→ **What this task involves**
Please print each record below exactly as it is written.

→ **Entries supplied**
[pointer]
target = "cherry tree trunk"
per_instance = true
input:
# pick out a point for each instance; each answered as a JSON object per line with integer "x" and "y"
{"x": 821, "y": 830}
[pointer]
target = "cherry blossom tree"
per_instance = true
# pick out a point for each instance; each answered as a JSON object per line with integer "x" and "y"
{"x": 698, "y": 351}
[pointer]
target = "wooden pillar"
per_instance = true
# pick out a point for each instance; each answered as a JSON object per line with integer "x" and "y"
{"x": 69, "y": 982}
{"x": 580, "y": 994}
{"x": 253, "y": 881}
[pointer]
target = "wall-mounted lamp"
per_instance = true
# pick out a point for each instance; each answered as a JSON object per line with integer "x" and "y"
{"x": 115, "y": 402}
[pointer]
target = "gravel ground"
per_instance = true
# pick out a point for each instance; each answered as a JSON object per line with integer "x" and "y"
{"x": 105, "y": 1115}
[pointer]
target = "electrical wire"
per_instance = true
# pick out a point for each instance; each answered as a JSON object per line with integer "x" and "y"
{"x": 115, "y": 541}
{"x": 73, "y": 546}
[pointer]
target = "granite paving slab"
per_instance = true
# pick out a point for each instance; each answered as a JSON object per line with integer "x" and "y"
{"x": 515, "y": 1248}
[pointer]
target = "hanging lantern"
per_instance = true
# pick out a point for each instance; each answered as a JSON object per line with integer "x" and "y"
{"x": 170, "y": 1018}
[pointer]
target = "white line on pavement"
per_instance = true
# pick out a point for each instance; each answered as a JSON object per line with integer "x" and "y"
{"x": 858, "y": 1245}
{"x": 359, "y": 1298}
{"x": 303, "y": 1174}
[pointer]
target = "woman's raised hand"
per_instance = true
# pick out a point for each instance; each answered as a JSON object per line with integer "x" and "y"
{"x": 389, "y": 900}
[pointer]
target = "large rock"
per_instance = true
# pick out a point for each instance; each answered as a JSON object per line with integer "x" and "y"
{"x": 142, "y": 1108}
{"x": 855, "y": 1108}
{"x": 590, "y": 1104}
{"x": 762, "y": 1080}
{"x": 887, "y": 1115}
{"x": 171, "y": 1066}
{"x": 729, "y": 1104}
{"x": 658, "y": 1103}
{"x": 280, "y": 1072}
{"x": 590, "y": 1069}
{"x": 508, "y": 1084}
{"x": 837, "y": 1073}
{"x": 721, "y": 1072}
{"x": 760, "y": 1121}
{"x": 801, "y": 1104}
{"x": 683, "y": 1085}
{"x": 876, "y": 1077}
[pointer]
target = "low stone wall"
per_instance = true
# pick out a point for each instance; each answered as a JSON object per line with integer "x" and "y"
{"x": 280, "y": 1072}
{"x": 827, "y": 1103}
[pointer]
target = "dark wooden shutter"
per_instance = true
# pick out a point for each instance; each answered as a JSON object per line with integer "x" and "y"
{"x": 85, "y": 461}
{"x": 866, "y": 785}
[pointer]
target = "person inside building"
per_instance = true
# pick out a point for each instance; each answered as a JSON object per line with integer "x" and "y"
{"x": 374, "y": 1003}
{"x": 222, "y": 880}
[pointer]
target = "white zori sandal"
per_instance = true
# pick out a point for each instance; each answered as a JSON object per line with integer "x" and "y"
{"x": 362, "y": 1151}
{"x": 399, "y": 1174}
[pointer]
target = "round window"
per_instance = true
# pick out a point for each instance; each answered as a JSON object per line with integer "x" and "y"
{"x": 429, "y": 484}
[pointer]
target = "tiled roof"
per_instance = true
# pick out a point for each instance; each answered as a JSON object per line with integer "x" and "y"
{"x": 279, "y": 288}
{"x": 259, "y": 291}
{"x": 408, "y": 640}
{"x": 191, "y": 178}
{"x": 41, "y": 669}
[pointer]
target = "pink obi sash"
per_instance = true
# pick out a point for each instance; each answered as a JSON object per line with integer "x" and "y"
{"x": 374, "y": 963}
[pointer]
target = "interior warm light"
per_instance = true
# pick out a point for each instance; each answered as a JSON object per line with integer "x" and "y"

→ **Reply to the task**
[pointer]
target = "cherry tree trunk"
per_instance = true
input:
# pick out a point for each instance; each answered as a JSON object per line with integer "x" and "y"
{"x": 821, "y": 830}
[pointer]
target = "cherry blossom tree"
per_instance = true
# pick out a point for each instance; each answered as a JSON object per line with integer "x" and "y"
{"x": 698, "y": 351}
[pointer]
target = "wooden pillar"
per_instance = true
# pick out a point for each instance; each answered as a JSON object per line with integer "x" and "y"
{"x": 69, "y": 982}
{"x": 580, "y": 994}
{"x": 253, "y": 881}
[pointer]
target = "wall-mounted lamp"
per_instance = true
# pick out a point for each instance; each answered as a JSON object per line with integer "x" and "y"
{"x": 115, "y": 402}
[pointer]
target = "gravel ground"
per_instance = true
# pick out a point for each instance; each answered as a JSON object per line with integer "x" and "y"
{"x": 105, "y": 1115}
[pointer]
target = "electrical wire"
per_instance = true
# pick out a point for each instance; each answered as a JSON object per line with integer "x" and "y"
{"x": 115, "y": 541}
{"x": 73, "y": 546}
[pointer]
target = "granite paving slab"
per_instance = true
# pick out a point for each instance; each answered as a JSON object per line with integer "x" and "y"
{"x": 515, "y": 1248}
[pointer]
target = "hanging lantern"
per_instance = true
# pick out a point for each instance; each answered as a JSON object per line with integer "x" and "y"
{"x": 170, "y": 1018}
[pointer]
target = "white line on pavement"
per_instance = true
# pick out a point for each instance; each answered as a JSON object per line with integer "x" and "y"
{"x": 858, "y": 1245}
{"x": 359, "y": 1298}
{"x": 303, "y": 1174}
[pointer]
target = "woman's raised hand"
per_instance = true
# pick out a point for each instance; each answered as a JSON object per line with integer "x" and "y"
{"x": 389, "y": 900}
[pointer]
target = "large rock"
per_instance = true
# pick out a point for each instance; each answered as a JSON object per line with integer "x" and "y"
{"x": 142, "y": 1108}
{"x": 855, "y": 1108}
{"x": 590, "y": 1104}
{"x": 762, "y": 1080}
{"x": 887, "y": 1115}
{"x": 171, "y": 1066}
{"x": 729, "y": 1104}
{"x": 658, "y": 1103}
{"x": 280, "y": 1072}
{"x": 590, "y": 1069}
{"x": 508, "y": 1084}
{"x": 837, "y": 1073}
{"x": 721, "y": 1072}
{"x": 760, "y": 1121}
{"x": 801, "y": 1104}
{"x": 683, "y": 1085}
{"x": 876, "y": 1077}
[pointer]
target = "low stone wall"
per_instance = true
# pick out a point for each instance; each answered as a JSON object per line with integer "x" and "y"
{"x": 280, "y": 1072}
{"x": 827, "y": 1103}
[pointer]
target = "dark wooden shutter"
per_instance = true
# pick out a point for each instance; each answered as a JSON object per line with integer "x" and "y"
{"x": 85, "y": 461}
{"x": 866, "y": 785}
[pointer]
target = "person inside building"
per_instance = true
# pick out a point for each instance; each answered as a JSON object per line with integer "x" and "y"
{"x": 374, "y": 1003}
{"x": 222, "y": 880}
[pointer]
target = "white zori sandal"
per_instance = true
# pick out a point for each instance; each answered as a JSON object per line with integer "x" and "y"
{"x": 362, "y": 1151}
{"x": 399, "y": 1174}
[pointer]
target = "round window"
per_instance = true
# pick out a point for each instance; each answered as a JSON object per line with integer "x" and "y"
{"x": 429, "y": 484}
[pointer]
target = "tiled roof"
per_instance = true
# pick out a point for each instance; each answered as a JSON object per line with integer "x" and "y"
{"x": 279, "y": 288}
{"x": 259, "y": 291}
{"x": 408, "y": 640}
{"x": 191, "y": 178}
{"x": 41, "y": 669}
[pointer]
target = "pink obi sash"
per_instance = true
# pick out a point for each instance; each answered as a JSON object per line with integer "x" and "y"
{"x": 374, "y": 963}
[pointer]
target = "interior warm light"
per_instance = true
# pick out a point for each instance; each answered as a JSON object per line with integer "x" and "y"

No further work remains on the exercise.